===== Provided records =====

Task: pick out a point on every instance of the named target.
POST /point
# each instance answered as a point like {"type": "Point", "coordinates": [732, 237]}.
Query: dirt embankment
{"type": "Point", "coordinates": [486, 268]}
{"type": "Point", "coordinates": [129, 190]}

=====

→ Short problem: Convert the records into a two-column CSV with the headers "query" and "points." Give each record one row, putting its text in one quoted field and its answer in the other, with line breaks replaced by spaces.

→ Correct output:
query,points
"Task: pick out a point on every instance of the named target. POST /point # each instance answered as a point like {""type"": ""Point"", ""coordinates"": [732, 237]}. Query: dirt embankment","{""type"": ""Point"", ""coordinates"": [486, 268]} {""type"": ""Point"", ""coordinates"": [129, 190]}"